# Thread: Who come to beat this ：）

1. ## Who come to beat this ：）

If $\sum_{n=1}^{\infty}a_{n}$ diverges

show that:

$\sum_{n=1}^{\infty}\left(1+\frac{1}{n}\right)a_{n}$

diverges

2. I never get these general term series question, multiplied by some function
I know that simply by the divergence test or that it is the harmonic series.

$\sum_{n=1}^{\infty}(1+\frac{1}{n})$

$\lim_{n\to\infty} 1 + lim_{n\to\infty} \frac{1}{n} =1$

which is not 0 and by the divergence test if the limit of $a_n \ne 0$ diverges

$\sum_{n=1}^{\infty}(1+\frac{1}{n})$

Could say that the An is just like multiplying a constant and which multiplying by a constant will not affect if a series diverges or convergences? just the sum?

$\sum_{n=1}^{\infty}(1+\frac{1}{n})a_n$

similarly

$\sum_{n=1}^{\infty}\frac{a_n(1+n)}{n}$

This is a Harmonic series which diverges...I am incorrect?

3. $\sum_{n=1}^{\infty}\left(1+\frac{1}{n}\right)a_{n} =$ $\sum_{n=1}^{\infty} a_{n} + \sum_{n=1}^{\infty}\left(\frac{1}{n}\right)a_{n}$.

What you have here is either a sum of two divergent series or a sum of a convergent and a divergent series, both of which diverge.

4. Defunkt, would the way I TRIED, lol, to show this be applicable? more specifically the last bit of my reply

5. Well, I don't really understand what you're saying there :P Try organizing your thoughts more clearly and then presenting them.

= Data shown =

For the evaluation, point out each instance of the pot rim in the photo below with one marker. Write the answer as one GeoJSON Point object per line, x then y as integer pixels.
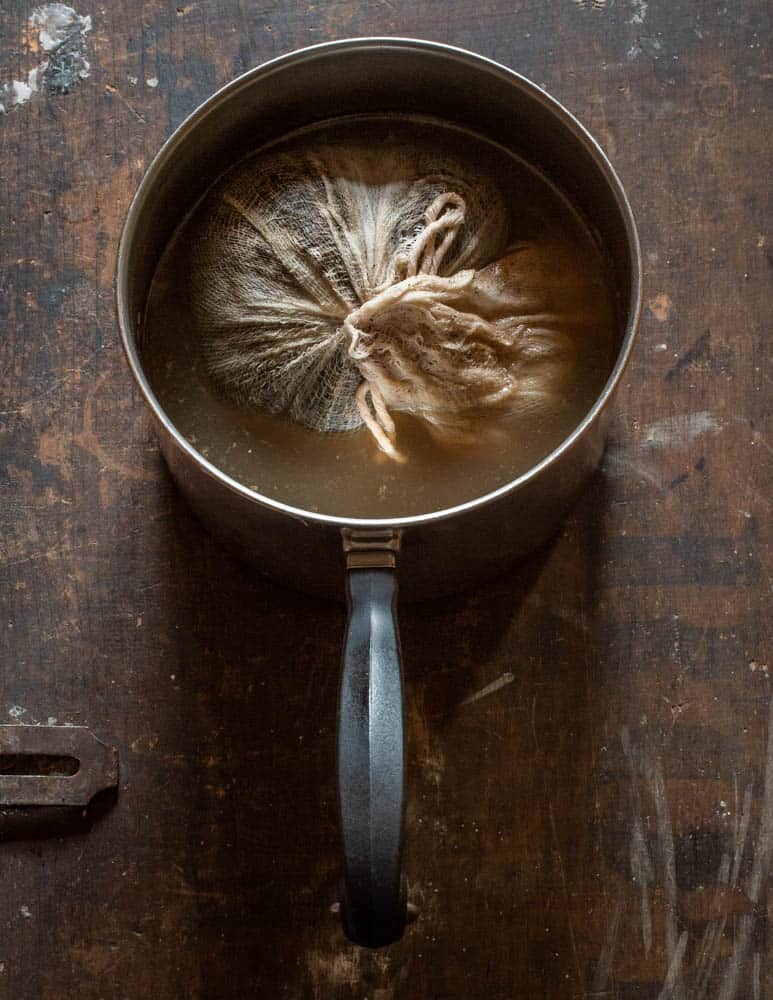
{"type": "Point", "coordinates": [265, 70]}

= Instruction 1 =
Please copy the series thread again, starting at the words "This is a Harmonic" and ending after "then presenting them.", and swap "divergent" for "non-convergent".
= Instruction 2 =
Write the next part of the series thread, following on from its final reply.

= Output 1 =
This is a Harmonic series which diverges...I am incorrect?

3. $\sum_{n=1}^{\infty}\left(1+\frac{1}{n}\right)a_{n} =$ $\sum_{n=1}^{\infty} a_{n} + \sum_{n=1}^{\infty}\left(\frac{1}{n}\right)a_{n}$.

What you have here is either a sum of two non-convergent series or a sum of a convergent and a non-convergent series, both of which diverge.

4. Defunkt, would the way I TRIED, lol, to show this be applicable? more specifically the last bit of my reply

5. Well, I don't really understand what you're saying there :P Try organizing your thoughts more clearly and then presenting them.

= Output 2 =
If you are saying that multiplying the series by $\left( 1 + \frac{1}{n} \right)$ is like multiplying by a constant, that's wrong. It simply is not a constant. And no, it is not a harmonic series -- http://en.wikipedia.org/wiki/Harmoni...s_(mathematics) this is the only form of a harmonic series.

6. Thanks for the tips, I am just so eager to learn, I make a mess of myself, I was trying to say that multiplying by $A_n$ to the series of
$\sum_{n=1}^{\infty}(1+\frac{1}{n})$, you can treat $A_n$ as constant, more than likely this is where I am incorrect, and that multiplying a constant to a series will not affect its convergence or divergence just it's sum.

Also tried saying that

$\sum_{n=1}^{\infty}(1+\frac{1}{n})$

can be written as

$\sum_{n=1}^{\infty}\frac{n+1}{n}$

which looks to be of similar form to the harmonic series to me, but what the hell, I am more incorrect than correct, when I post messes like these, lol.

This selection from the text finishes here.